### Bloco de texto:
↓↓↓

Essa carta vai pelo vento mesmo. Selada a ar, a pingo, a espírito. Como era no princípio de todos os séculos e séculos, amém. Amém que o vento te encontre – como foi naquela noite esbaforida, numa esquina qualquer da vida –, te tope no ar, e grite: "Carta dela! Pega e assina aqui". Claro, carta registrada pra garantir. Garantir meu perfume percolando nas veias de tua mente. Garantir teus lábios em cada letra do meu nome. Nome que omito, mas reviro em todos os entardeceres no meu diário inacabado de desdéns. Desdéns que é nada demais pra uma engole-ventos, viu? Eu sei suportar as correntezas incontidas de um sopro grave: é só me agarrar a elas. Como o faz um coração preênsil. Aquele que se ancora nas margens, no topo, na raiz dos kardios adolescentes, sugando-lhes a seiva e o fulgor.

↑↑↑

### Linhas fornecidas:
↓↓↓

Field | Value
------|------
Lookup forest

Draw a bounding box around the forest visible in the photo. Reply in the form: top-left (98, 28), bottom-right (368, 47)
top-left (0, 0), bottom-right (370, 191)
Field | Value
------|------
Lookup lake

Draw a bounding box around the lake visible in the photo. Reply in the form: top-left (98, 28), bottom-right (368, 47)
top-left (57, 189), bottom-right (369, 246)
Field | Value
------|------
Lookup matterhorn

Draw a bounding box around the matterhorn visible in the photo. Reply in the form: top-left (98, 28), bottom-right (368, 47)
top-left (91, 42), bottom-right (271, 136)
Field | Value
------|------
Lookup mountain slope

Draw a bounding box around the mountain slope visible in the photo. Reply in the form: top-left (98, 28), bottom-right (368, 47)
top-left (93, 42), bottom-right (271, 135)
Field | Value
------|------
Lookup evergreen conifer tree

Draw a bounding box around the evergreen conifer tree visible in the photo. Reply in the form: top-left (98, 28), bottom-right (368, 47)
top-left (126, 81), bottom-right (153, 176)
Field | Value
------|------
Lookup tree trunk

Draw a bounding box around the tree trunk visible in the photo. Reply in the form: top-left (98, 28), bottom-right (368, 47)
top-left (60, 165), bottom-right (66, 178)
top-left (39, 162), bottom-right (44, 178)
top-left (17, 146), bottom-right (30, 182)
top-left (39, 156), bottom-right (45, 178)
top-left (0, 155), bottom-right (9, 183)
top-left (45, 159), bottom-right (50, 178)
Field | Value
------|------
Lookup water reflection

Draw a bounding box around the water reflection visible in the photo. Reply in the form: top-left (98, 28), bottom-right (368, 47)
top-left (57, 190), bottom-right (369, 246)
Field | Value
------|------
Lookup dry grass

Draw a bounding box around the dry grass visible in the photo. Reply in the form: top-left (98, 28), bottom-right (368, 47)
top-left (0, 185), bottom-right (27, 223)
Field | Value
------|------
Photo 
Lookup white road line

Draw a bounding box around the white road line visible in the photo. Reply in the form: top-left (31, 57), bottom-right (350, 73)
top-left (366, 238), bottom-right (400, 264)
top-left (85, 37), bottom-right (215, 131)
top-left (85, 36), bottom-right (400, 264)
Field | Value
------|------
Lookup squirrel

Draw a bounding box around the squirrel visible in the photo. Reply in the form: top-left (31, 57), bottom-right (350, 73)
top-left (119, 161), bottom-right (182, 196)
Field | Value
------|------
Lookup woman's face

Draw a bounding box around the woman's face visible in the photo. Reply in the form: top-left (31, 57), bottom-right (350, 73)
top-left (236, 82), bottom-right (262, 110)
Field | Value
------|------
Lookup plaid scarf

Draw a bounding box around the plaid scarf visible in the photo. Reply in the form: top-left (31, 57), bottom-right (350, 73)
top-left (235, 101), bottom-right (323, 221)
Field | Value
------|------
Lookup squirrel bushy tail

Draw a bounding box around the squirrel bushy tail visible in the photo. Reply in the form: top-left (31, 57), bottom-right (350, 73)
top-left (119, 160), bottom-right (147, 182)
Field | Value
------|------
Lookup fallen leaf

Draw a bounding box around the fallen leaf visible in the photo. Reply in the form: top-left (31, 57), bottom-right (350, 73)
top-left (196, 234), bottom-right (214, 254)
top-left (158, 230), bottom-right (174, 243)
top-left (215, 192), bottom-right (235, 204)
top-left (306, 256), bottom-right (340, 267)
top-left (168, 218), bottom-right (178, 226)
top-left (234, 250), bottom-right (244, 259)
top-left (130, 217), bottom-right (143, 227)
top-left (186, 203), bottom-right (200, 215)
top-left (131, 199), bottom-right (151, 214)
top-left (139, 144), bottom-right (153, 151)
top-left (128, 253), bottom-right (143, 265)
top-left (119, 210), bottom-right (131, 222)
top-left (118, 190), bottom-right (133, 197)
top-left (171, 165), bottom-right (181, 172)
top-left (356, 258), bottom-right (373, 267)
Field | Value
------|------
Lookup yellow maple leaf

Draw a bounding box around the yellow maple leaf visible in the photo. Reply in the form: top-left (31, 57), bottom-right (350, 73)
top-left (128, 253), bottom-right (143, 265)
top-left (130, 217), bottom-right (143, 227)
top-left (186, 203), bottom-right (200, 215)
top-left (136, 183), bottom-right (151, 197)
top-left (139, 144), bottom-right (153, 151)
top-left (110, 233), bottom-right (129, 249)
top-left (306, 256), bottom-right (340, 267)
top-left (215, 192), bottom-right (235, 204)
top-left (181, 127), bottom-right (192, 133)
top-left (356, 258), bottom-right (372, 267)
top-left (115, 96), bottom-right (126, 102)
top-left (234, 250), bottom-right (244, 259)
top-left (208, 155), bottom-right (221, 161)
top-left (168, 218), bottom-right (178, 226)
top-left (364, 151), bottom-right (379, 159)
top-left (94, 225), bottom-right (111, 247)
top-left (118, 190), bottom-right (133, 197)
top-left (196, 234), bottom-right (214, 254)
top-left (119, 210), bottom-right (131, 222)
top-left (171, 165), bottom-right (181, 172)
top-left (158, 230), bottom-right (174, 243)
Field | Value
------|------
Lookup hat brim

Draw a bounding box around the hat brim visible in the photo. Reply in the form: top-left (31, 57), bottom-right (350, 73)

↑↑↑

### Tarefas do exercício:
**A.** Extraia do bloco de texto o trecho que começa em "Essa carta vai" e segue até "e o fulgor.".
**B.** Segundo o bloco de texto, em que lugar o nome omitido é revirado em todos os entardeceres?

### Respostas do exercício:
**A.**
Essa carta vai pelo vento mesmo. Selada a ar, a pingo, a espírito. Como era no princípio de todos os séculos e séculos, amém. Amém que o vento te encontre – como foi naquela noite esbaforida, numa esquina qualquer da vida –, te tope no ar, e grite: "Carta dela! Pega e assina aqui". Claro, carta registrada pra garantir. Garantir meu perfume percolando nas veias de tua mente. Garantir teus lábios em cada letra do meu nome. Nome que omito, mas reviro em todos os entardeceres no meu diário inacabado de desdéns. Desdéns que é nada demais pra uma engole-ventos, viu? Eu sei suportar as correntezas incontidas de um sopro grave: é só me agarrar a elas. Como o faz um coração preênsil. Aquele que se ancora nas margens, no topo, na raiz dos kardios adolescentes, sugando-lhes a seiva e o fulgor.

**B.** No diário inacabado de desdéns.